:: Selected extract

Showing posts with label tools. Show all posts
Showing posts with label tools. Show all posts

Sunday, October 16, 2011

Feel The Pulse!

I am delighted to be one of the featured artists today over at Seth Apter's blog, "The Altered Page". Currently he is running a series about techniques and tools artists can't live without.


Please take a moment to drop by and see what cool things are there, plus meet up with other artists you may have never had the chance to enjoy before.
Oh, and there is one other reason too...... (hangs head in shame)
I can't remember for sure what I wrote. 
I have a pretty good idea, but it's been a while and I've slept since then! ;-)
Thanks Seth for connecting more and more artists across the vista of blogland!


Pax....

Saturday, March 26, 2011

Diamonds Are A Girl's Best Friend! (no, not THAT kind!!!!)


Now that's more like it. 
THOSE are the type of *diamonds* I am talking about! The type you can WORK WITH. heeheehee!
I am a tool girl. I just love them, and recently made a quick trip into a local supply store, only to come out with a small, heavy bag and a lighter wallet. That seems to be the way things work. But, in my defense, it was full of things I had been waiting for a long while to buy.


I still am in search of the perfect pair of very tapered pinch nose pliers since I broke one of the sides off my good pair, but I did acquire some delightfully useful tools.  ;-) 
Not to be confused with people we call a *tool* for various reasons that have nothing to do with usefulness.....
A nice set of steel stamps, nippers, some electrical fuses strictly for altering into who knows what (glass tubes with metal--how can you resist???), cutting discs for the Dremel, along with ALL...THOSE...BITS...   *swoon*
And then the prize of the day, the baby pliers. Yes, a couple of pair of adult pliers had some quality time alone in the factory at night and thus was brought forth:


These little darlings! In three different tips shapes too....
I am always needing something small to retrieve things, and large pliers occasionally just can't do the job. I think my heart skipped a beat when I found these.
And the timing on all this was perfect as MDM put up the link to sing up for Art Lab #2 about two days later, so I am fully equipped! Well, except fot the leather tool apron, and that is still on my want list.
They didn't have any in black with shiny studs....just the boring split cowhide.
But I can dream.
An artist has to look good as they are deconstructing and reconstructing *things*.
Maybe just goggles and some opera length black leather gloves with heavy metal snaps.  ;-D
(it takes little to amuse me.....)
Ahem....sorry for the short digression. At any rate, I am ready to try out everything and start some serious destruction around El Milagro.
Hopefully nothing structural. I need my studio.




Pax....

Saturday, June 27, 2009

My New Toy.......

Okay, I admit right up front, this looks more like a *guy thing* than something I would be posting on a blog that only occasionally, of late, has some art involved! BUT! Bear with me gentle readers, there is a good story that follows.

::::
:: Record extracts

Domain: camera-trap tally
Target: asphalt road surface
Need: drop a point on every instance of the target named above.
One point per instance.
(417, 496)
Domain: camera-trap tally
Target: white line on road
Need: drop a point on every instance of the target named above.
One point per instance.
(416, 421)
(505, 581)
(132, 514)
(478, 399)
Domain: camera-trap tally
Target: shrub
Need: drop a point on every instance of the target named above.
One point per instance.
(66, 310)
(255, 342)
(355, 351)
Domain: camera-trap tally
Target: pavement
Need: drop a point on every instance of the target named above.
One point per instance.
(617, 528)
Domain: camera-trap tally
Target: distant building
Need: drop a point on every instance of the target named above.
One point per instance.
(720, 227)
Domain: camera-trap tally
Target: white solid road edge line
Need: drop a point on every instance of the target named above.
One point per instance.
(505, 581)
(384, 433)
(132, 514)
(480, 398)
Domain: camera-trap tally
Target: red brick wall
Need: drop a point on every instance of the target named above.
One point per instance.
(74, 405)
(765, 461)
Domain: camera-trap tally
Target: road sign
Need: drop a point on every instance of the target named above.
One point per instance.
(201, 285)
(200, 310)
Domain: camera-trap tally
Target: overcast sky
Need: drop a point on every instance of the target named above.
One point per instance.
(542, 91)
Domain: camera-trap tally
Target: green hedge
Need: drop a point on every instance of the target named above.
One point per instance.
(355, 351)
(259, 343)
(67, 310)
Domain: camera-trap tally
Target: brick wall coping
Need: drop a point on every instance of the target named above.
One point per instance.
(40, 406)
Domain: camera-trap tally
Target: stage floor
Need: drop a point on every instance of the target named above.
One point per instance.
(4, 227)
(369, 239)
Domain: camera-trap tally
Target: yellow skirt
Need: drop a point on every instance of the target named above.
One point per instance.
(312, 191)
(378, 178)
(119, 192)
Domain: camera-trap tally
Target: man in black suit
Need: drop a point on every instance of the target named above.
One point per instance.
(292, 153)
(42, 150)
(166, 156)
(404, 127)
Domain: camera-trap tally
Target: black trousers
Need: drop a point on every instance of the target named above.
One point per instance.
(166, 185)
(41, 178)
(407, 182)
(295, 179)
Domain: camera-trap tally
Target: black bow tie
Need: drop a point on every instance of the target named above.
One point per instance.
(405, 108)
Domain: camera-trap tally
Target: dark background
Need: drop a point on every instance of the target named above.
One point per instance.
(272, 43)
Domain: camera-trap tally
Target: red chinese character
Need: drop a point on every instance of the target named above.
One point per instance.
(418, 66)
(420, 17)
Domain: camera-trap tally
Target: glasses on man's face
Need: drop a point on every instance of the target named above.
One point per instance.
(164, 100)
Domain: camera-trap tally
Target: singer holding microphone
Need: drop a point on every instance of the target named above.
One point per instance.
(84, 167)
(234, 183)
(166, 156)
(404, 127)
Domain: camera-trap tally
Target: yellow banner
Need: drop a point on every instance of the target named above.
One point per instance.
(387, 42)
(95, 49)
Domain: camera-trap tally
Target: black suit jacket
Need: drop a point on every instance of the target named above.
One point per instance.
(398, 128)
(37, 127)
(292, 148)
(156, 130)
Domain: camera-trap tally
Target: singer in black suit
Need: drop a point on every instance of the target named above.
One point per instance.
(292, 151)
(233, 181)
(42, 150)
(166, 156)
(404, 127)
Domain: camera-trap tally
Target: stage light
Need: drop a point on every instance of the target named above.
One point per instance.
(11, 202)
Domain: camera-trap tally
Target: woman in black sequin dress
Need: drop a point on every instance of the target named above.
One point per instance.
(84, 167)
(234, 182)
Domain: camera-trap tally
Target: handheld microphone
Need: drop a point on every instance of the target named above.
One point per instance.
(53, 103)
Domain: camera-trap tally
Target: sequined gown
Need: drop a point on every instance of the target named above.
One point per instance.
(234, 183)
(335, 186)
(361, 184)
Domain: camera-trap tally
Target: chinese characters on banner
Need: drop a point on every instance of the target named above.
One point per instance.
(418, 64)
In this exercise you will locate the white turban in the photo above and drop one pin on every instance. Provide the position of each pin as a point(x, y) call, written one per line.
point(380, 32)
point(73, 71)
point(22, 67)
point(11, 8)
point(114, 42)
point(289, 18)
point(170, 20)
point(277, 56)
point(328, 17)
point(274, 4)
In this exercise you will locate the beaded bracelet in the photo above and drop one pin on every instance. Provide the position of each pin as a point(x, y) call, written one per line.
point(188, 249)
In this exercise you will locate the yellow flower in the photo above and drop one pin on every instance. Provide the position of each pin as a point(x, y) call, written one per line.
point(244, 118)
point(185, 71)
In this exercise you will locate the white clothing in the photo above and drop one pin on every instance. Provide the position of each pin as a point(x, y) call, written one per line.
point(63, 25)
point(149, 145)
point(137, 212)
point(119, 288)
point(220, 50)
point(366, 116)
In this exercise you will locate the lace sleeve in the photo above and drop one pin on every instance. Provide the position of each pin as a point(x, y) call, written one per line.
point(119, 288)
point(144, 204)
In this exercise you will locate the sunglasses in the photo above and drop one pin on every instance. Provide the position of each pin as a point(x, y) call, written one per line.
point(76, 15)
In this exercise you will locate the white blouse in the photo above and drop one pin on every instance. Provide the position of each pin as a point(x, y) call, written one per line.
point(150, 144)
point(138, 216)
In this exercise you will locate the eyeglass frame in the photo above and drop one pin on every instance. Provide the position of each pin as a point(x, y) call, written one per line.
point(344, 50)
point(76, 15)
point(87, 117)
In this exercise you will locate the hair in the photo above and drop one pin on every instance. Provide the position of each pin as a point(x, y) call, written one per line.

::::

_Exercise instructions_.
**1.** Retype the stretch of the blog posts about tools from "A nice set of" through "tips shapes too....".
**2.** Extend the blog posts about tools, picking up right after their last sentence.

_The replies_.
**1.**
A nice set of steel stamps, nippers, some electrical fuses strictly for altering into who knows what (glass tubes with metal--how can you resist???), cutting discs for the Dremel, along with ALL...THOSE...BITS...   *swoon*
And then the prize of the day, the baby pliers. Yes, a couple of pair of adult pliers had some quality time alone in the factory at night and thus was brought forth:


These little darlings! In three different tips shapes too....

**2.**
Years ago, as I disposed of items from my parents house after they passed, I had taken some of the massive amount of my father's tools but when we moved to our present location, I had to pare down to the barest of yard implements (motorized and *Anne powered*) and basically electric hand tools. I had gotten rid of his bench grinder and have spent 16 years regretting it, both for practical and emotional reasons. At home, I used it a lot, ripped my hands up on it frequently and listened to him fuss that I shouldn't be near it (the lathe too) but then he would brag to his friends when he thought I was out of ear shot about how I could use all the stuff.
And guys....a woman is NEVER out of ear shot....... ;-)
So for the last 16 years, I have had to sharpen all the yard implements by hand with a file, and the hardest was Dad's scythe, simply because the blade is so long and curved--it is a very old one. Yes, I still cut high weeds with it. If you know what you're doing you can pick one out and not touch the others around it. Plus it is meditative work, and it makes you appreciate the way farm work was done before machinery. AND---it's a good work out.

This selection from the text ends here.